What to work on: Take from the material every line that contains the word "stone".

Given information:
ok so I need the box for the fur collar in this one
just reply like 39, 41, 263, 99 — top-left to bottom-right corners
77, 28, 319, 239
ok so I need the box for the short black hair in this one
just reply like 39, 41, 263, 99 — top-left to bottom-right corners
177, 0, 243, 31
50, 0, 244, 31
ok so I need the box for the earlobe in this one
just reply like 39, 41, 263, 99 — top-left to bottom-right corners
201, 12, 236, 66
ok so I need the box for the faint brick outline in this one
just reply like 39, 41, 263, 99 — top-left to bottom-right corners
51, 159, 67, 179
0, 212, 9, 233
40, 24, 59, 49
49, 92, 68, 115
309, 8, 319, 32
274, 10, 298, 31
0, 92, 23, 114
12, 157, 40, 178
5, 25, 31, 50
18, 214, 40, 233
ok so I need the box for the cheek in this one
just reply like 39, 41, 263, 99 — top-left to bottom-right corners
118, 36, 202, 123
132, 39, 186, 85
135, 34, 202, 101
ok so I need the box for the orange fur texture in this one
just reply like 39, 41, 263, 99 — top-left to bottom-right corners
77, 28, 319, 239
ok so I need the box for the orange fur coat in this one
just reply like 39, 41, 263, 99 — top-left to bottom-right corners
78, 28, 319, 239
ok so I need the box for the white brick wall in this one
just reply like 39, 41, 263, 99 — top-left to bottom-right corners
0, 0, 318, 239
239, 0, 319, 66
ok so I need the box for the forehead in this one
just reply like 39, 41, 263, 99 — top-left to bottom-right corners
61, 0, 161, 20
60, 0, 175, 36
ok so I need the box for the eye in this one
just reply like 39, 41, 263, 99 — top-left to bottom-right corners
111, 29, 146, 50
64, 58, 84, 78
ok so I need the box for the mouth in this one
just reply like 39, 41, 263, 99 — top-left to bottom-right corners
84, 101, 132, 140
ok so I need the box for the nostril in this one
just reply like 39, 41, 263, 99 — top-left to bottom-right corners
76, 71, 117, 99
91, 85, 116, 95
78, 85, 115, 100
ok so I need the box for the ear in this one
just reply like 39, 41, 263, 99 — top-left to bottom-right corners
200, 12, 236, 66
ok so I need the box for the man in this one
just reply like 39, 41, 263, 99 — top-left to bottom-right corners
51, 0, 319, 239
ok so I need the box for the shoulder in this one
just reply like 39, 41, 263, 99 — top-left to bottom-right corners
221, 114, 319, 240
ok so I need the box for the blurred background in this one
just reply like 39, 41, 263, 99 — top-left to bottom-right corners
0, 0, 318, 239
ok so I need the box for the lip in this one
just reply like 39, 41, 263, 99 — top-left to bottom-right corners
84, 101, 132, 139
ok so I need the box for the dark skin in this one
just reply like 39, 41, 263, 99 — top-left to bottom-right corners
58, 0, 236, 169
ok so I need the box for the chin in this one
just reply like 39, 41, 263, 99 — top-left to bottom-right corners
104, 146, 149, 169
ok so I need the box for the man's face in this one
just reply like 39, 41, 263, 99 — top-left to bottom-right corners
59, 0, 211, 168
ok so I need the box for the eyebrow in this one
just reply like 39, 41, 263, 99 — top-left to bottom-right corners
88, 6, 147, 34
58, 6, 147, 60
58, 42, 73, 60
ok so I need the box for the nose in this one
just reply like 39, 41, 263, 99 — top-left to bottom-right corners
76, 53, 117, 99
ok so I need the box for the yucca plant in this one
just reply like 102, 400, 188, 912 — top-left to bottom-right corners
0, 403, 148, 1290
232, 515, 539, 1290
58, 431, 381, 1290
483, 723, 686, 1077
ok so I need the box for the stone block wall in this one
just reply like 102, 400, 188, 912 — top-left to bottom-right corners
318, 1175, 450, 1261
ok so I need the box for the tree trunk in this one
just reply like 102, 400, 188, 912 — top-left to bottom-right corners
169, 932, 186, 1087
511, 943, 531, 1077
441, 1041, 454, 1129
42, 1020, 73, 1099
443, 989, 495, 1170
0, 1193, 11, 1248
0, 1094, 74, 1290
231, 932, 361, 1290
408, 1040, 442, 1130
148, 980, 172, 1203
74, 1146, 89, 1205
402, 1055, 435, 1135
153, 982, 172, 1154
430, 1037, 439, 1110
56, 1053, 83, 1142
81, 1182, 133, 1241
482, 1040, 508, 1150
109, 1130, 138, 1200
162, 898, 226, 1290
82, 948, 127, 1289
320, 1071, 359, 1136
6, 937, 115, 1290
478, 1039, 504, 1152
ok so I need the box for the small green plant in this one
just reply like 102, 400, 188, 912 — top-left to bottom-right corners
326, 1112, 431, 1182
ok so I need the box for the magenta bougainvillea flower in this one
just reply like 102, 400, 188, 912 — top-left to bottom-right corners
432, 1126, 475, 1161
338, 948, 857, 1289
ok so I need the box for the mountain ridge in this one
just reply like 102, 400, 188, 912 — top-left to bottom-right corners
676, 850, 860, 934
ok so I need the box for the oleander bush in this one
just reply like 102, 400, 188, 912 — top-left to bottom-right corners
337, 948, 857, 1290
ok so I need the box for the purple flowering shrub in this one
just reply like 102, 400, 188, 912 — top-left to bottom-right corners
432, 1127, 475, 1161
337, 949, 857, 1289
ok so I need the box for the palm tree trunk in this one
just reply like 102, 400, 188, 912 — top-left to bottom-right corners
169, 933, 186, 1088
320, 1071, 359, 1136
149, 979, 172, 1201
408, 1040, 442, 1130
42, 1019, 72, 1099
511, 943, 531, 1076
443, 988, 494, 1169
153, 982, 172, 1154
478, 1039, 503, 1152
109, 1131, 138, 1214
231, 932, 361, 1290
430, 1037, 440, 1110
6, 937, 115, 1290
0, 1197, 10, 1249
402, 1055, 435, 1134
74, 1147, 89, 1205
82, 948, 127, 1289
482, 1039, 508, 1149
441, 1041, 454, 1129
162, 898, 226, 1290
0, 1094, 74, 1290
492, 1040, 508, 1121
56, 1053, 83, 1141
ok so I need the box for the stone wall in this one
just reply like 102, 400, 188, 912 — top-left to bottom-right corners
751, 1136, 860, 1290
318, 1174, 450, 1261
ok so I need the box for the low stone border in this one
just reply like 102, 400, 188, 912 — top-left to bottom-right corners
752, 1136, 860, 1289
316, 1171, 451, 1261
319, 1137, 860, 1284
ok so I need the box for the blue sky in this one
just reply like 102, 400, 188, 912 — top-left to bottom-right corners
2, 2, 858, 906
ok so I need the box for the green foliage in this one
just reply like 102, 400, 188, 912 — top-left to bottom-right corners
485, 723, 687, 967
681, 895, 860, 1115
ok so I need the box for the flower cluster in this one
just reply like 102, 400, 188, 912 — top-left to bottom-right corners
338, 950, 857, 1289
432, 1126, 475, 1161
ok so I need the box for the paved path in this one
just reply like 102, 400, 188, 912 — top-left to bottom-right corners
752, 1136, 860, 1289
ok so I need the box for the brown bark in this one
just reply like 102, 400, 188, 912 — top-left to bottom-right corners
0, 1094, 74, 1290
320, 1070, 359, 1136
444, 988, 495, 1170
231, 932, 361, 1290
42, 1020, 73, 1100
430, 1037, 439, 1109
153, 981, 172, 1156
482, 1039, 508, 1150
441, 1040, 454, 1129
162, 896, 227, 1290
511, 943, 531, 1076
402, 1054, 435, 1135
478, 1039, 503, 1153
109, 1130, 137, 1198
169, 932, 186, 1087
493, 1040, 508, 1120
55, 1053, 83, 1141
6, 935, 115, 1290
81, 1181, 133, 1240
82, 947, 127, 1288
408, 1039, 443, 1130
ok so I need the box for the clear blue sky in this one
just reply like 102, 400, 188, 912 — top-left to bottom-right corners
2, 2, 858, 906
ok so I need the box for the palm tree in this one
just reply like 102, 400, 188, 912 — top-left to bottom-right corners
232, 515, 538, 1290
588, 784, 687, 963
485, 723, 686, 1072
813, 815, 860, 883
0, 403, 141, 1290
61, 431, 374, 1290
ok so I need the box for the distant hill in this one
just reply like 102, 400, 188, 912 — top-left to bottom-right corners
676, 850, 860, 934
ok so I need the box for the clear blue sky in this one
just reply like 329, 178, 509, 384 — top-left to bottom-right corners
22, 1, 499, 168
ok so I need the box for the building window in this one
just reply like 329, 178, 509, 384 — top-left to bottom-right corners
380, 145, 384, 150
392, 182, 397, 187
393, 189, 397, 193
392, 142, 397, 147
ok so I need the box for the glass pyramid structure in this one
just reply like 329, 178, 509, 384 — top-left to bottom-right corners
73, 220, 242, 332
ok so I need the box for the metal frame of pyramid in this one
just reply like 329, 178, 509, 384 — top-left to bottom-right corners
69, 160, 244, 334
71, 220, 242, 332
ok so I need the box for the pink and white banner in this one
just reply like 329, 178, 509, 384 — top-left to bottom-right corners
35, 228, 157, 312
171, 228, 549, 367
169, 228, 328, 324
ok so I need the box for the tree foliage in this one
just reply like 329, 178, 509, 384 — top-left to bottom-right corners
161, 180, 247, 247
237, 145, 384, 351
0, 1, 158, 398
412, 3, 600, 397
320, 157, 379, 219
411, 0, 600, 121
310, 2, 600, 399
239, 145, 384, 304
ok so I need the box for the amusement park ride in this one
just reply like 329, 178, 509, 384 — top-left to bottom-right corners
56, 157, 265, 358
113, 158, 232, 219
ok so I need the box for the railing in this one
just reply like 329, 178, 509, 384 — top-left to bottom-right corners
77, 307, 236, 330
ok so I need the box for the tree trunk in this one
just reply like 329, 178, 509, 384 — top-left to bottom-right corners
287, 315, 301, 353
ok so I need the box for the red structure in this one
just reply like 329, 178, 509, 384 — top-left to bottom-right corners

Response to this exercise:
ok so I need the box for the stone block wall in this one
ok so I need the box for the stone wall in this one
ok so I need the box for the low stone border in this one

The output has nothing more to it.